Stored data entries
────
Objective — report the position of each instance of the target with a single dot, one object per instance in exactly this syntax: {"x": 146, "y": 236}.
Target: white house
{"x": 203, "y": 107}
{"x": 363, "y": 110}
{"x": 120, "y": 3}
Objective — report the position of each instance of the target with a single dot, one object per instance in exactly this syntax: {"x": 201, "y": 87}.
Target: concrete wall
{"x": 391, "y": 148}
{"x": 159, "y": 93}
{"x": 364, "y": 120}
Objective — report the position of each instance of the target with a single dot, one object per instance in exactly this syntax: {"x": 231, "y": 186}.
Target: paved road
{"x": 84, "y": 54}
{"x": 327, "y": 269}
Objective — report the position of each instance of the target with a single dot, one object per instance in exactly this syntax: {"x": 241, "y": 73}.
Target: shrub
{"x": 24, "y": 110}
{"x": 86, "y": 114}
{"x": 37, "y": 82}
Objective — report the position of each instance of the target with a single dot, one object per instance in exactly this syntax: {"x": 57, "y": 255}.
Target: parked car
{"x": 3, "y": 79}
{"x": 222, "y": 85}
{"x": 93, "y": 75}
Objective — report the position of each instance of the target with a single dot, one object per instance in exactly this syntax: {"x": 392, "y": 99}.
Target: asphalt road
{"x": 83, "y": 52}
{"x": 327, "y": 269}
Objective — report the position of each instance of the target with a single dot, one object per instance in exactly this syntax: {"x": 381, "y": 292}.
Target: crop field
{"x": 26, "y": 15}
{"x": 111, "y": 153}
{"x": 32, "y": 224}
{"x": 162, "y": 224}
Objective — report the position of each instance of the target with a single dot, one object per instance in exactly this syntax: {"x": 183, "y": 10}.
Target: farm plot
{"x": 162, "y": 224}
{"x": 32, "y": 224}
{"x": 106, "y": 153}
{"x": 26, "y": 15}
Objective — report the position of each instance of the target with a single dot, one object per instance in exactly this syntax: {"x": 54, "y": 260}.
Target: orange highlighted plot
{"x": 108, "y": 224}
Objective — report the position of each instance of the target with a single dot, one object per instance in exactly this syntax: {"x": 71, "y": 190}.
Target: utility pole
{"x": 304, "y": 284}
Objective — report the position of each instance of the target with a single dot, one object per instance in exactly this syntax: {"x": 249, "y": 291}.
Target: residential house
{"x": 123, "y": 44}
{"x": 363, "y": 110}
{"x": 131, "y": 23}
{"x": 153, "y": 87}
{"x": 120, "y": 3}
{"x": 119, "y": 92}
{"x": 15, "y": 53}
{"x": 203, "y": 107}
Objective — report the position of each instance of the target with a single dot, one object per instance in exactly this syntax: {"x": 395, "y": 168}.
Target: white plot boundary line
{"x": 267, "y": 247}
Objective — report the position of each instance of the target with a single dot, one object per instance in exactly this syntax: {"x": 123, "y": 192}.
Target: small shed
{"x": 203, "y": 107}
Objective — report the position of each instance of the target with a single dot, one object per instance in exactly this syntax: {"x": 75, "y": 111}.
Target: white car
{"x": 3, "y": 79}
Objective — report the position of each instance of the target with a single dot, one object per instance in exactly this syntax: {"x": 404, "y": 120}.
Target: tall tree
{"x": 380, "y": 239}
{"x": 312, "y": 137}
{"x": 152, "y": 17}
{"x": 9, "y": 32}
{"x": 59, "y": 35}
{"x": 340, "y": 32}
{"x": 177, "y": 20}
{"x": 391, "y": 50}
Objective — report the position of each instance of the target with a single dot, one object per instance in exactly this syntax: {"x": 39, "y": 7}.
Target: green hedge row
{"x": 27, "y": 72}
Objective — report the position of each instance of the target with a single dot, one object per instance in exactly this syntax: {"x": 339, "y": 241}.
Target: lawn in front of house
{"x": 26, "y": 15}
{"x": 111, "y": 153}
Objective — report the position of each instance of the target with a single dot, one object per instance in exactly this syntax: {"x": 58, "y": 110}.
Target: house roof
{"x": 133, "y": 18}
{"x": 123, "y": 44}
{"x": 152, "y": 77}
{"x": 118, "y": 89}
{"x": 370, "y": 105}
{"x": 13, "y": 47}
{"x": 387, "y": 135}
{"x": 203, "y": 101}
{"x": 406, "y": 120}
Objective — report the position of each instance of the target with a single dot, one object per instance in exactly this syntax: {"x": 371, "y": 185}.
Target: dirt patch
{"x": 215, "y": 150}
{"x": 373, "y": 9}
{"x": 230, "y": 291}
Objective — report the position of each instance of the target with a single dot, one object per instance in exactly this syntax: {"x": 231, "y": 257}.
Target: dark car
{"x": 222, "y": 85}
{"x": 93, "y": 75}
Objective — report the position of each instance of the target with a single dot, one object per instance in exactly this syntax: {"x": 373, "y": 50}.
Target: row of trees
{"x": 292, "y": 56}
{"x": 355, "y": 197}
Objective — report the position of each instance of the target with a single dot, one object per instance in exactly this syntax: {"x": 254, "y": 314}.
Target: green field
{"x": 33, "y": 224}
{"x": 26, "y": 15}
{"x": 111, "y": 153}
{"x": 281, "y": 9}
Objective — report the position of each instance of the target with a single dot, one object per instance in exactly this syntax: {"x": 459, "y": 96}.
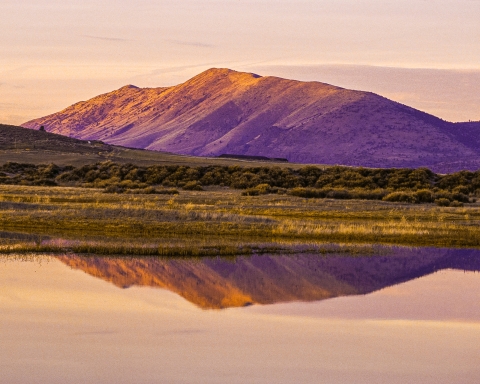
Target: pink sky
────
- ACTIVITY -
All lines from the one containing "Target: house roof" to the last line of the records above, and no others, should be returned unchanged, without pictures.

- RESPONSE TO THE EXERCISE -
Target: house roof
{"x": 133, "y": 18}
{"x": 123, "y": 44}
{"x": 152, "y": 77}
{"x": 118, "y": 89}
{"x": 370, "y": 105}
{"x": 13, "y": 47}
{"x": 387, "y": 135}
{"x": 203, "y": 101}
{"x": 406, "y": 120}
Objective — report the position of each instance of the target with a single dot, one object per instance in exactly this syntax: {"x": 371, "y": 185}.
Target: dirt patch
{"x": 215, "y": 150}
{"x": 373, "y": 9}
{"x": 230, "y": 291}
Objective — report the position of each instance of the target with a single dot, one object per instance in exactly this syntax: {"x": 231, "y": 257}.
Target: dark car
{"x": 222, "y": 85}
{"x": 93, "y": 75}
Objective — report the position of each instance of the target with a single dot, one object per instance in exactly this syntax: {"x": 373, "y": 50}.
Target: row of trees
{"x": 292, "y": 56}
{"x": 355, "y": 197}
Objective — report the position of each instance of the target with a single dot, one object per instance in exactly this syntax: {"x": 254, "y": 314}.
Target: green field
{"x": 33, "y": 224}
{"x": 26, "y": 15}
{"x": 111, "y": 153}
{"x": 281, "y": 9}
Objective — report the position of each instance of the target with a single dot, one object per instance in exactly this syntax: {"x": 459, "y": 96}.
Target: pink sky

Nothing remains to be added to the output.